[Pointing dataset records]
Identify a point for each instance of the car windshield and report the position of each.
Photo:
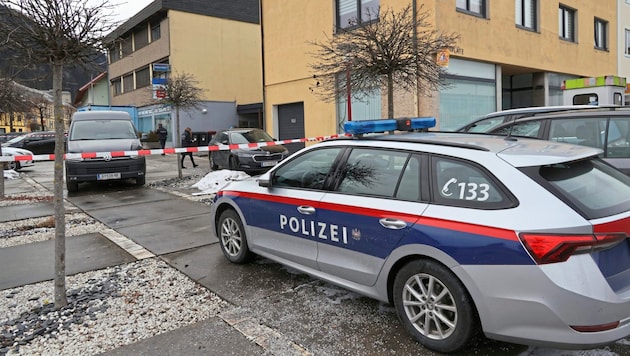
(14, 140)
(102, 130)
(250, 136)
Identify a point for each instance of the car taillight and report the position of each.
(547, 248)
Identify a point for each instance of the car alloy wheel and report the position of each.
(434, 306)
(233, 239)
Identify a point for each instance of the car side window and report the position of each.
(371, 171)
(309, 170)
(588, 131)
(618, 141)
(221, 138)
(460, 183)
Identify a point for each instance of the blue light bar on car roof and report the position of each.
(372, 126)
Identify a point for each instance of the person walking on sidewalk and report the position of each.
(162, 134)
(188, 141)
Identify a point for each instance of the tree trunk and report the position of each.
(390, 96)
(60, 223)
(179, 143)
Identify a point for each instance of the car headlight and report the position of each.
(243, 154)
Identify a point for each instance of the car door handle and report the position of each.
(306, 210)
(393, 224)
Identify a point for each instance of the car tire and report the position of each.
(213, 165)
(14, 165)
(233, 163)
(232, 238)
(452, 319)
(72, 187)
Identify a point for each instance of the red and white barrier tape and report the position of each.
(51, 157)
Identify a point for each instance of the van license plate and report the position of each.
(105, 176)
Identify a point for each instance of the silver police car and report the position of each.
(521, 240)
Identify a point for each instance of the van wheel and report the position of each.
(434, 306)
(14, 165)
(72, 187)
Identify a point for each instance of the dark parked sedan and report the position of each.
(40, 142)
(248, 159)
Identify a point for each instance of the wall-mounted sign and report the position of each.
(443, 58)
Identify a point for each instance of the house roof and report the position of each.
(238, 10)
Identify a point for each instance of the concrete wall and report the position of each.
(224, 55)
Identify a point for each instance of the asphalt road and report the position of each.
(313, 316)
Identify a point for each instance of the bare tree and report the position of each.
(59, 33)
(394, 49)
(181, 92)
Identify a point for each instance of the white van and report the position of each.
(103, 131)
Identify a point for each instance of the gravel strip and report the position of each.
(106, 308)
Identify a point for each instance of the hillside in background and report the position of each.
(40, 76)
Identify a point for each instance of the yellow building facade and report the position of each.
(218, 45)
(512, 53)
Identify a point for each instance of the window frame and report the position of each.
(467, 8)
(569, 14)
(522, 21)
(142, 79)
(155, 32)
(358, 15)
(600, 32)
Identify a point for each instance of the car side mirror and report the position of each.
(264, 180)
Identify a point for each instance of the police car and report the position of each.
(521, 240)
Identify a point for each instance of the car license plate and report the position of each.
(105, 176)
(268, 163)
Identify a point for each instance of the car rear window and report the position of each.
(591, 186)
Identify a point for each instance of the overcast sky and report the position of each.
(124, 9)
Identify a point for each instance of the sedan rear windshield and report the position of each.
(590, 186)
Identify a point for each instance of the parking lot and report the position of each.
(322, 319)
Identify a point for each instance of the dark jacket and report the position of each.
(187, 139)
(162, 133)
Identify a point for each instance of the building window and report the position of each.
(566, 22)
(352, 13)
(141, 38)
(114, 53)
(601, 34)
(155, 32)
(127, 46)
(128, 83)
(526, 14)
(475, 7)
(143, 77)
(116, 87)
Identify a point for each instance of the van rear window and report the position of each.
(102, 130)
(591, 186)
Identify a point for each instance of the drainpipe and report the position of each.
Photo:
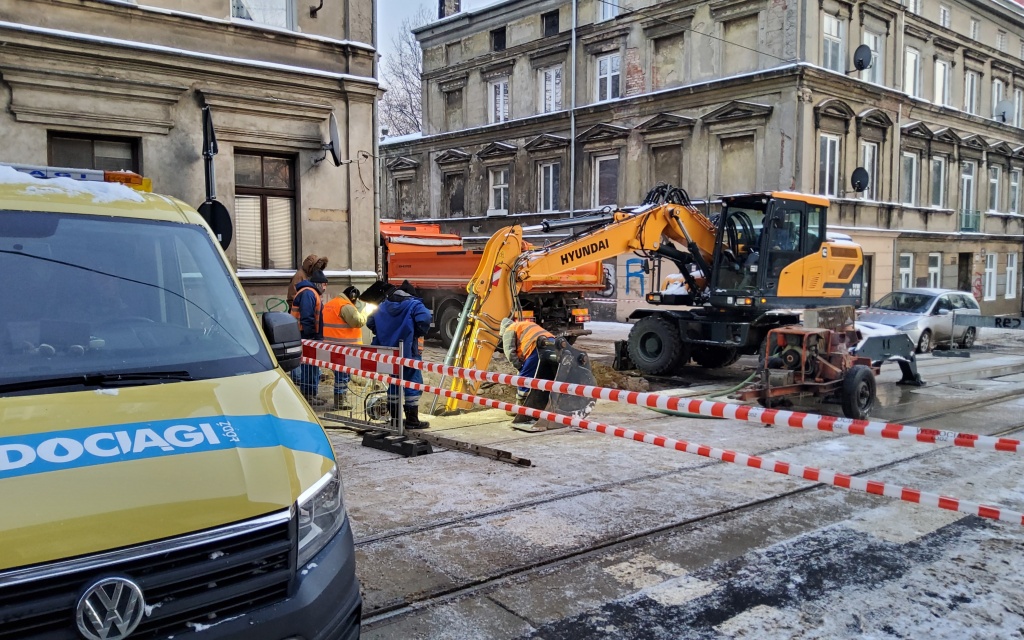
(572, 57)
(376, 159)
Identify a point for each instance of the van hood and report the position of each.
(91, 471)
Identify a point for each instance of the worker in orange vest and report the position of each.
(519, 341)
(343, 321)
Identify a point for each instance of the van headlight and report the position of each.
(322, 513)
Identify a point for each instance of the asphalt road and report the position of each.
(603, 538)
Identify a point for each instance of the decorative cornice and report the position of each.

== What you have to do ==
Put every line of the items above into a JSON list of strings, one string per line, with blank lines and the pictures left out.

== Complete answer ==
[
  "Identify a point for each instance of the car windshield and report the position of each.",
  "Photo:",
  "(14, 140)",
  "(102, 130)",
  "(250, 136)",
  "Identify a point for each instance of the car taillight and report the position of each.",
  "(547, 248)",
  "Identify a point for each instance of the car alloy wheel and report the position of each.",
  "(434, 306)",
  "(233, 239)",
  "Identify a point for each instance of the car side window and report the position of each.",
  "(371, 171)",
  "(309, 170)",
  "(588, 131)",
  "(618, 141)",
  "(221, 138)",
  "(460, 183)",
  "Identify a point for each instance of the blue light bar on car roof and report the position of each.",
  "(372, 126)",
  "Identify a point for each instance of the person walking on sidewalk and report the position of each.",
  "(162, 134)",
  "(188, 141)",
  "Identify a point for each instance of the tree trunk and report the position of each.",
  "(390, 96)",
  "(60, 223)",
  "(179, 143)",
  "Identify a point for each instance of the car headlight and report the position of each.",
  "(243, 154)",
  "Identify a point for each instance of the car door handle and report the position of each.",
  "(306, 210)",
  "(393, 224)",
  "Identify a point for each instance of the car tire and report the position of each.",
  "(213, 165)",
  "(14, 165)",
  "(233, 163)",
  "(232, 238)",
  "(452, 319)",
  "(72, 187)",
  "Identify a point for each instance of the red and white barrier tape and report the position of each.",
  "(51, 157)",
  "Identify a point for each instance of the van license plate and report the position of each.",
  "(105, 176)",
  "Identify a point for each instance of the silver police car and report the position of each.",
  "(521, 240)",
  "Identify a point for each instance of the van wheel and report the position of each.",
  "(434, 306)",
  "(14, 165)",
  "(72, 187)",
  "Identify a point for each instance of the dark parked sedan and report the position of each.",
  "(40, 142)",
  "(248, 159)",
  "Identify a point for each instance of the wall-mounted sign and report the position of each.",
  "(443, 58)",
  "Identify a point for each instance of the house roof and report the position of each.",
  "(238, 10)",
  "Identify a point for each instance of the concrete wall and report the position of each.",
  "(224, 55)",
  "Identify a point for each instance of the asphalt road and report the position of each.",
  "(313, 316)",
  "Identify a point for each instance of the bare tree and report the position of each.",
  "(59, 33)",
  "(394, 49)",
  "(181, 92)",
  "Identify a point for each instance of the white van and report the position of each.",
  "(103, 131)",
  "Identify a point for each instance of the gravel strip and report the position of each.",
  "(106, 308)",
  "Identify a point for each instance of the hillside in background and report the position of each.",
  "(40, 76)",
  "Identify a point for each instance of the yellow building facade and report the position of each.",
  "(218, 45)",
  "(512, 53)",
  "Identify a point for each instance of the window frame and report the position of each.",
  "(467, 8)",
  "(569, 14)",
  "(522, 21)",
  "(142, 79)",
  "(155, 32)",
  "(358, 15)",
  "(600, 32)",
  "Identify a point for each instance of the car side mirror and report the position of each.",
  "(264, 180)",
  "Identify a point for each instance of the police car and report the position of each.",
  "(521, 240)",
  "Identify a point for each instance of the car license plate and report the position of each.",
  "(105, 176)",
  "(268, 163)",
  "Identify a point for each instance of the car rear window and report the position of each.",
  "(591, 186)",
  "Identify a point for each instance of the overcast sky and report the position of each.",
  "(124, 9)",
  "Identify a point for each instance of the sedan rear windshield and report the position of each.",
  "(590, 186)",
  "Identify a point for each instance of the parking lot and report the position of each.",
  "(322, 319)",
  "Identify a point for each instance of the dark jacket and report the position of each.",
  "(187, 139)",
  "(162, 133)",
  "Identify a point for each instance of the building window and report the position of each.",
  "(566, 22)",
  "(352, 13)",
  "(141, 38)",
  "(114, 53)",
  "(601, 34)",
  "(155, 32)",
  "(127, 46)",
  "(128, 83)",
  "(526, 14)",
  "(475, 7)",
  "(143, 77)",
  "(116, 87)",
  "Identify a point for each instance of the van rear window and report the position of each.",
  "(102, 130)",
  "(591, 186)",
  "Identify a point for each instance of the drainpipe and report the position of each.",
  "Photo:",
  "(572, 57)",
  "(376, 159)",
  "Identify a point for each instance of the van hood and report the position of each.",
  "(91, 471)",
  "Identify a point for each instance of the worker in orange vest and report the position of each.",
  "(519, 341)",
  "(343, 321)",
  "Identify a point for each instance of the van headlight and report the position of each.",
  "(322, 513)",
  "Identify a point for each instance of the asphalt road and report the position of each.",
  "(603, 538)",
  "Identify a point for each instance of the decorative cornice and report the position of each."
]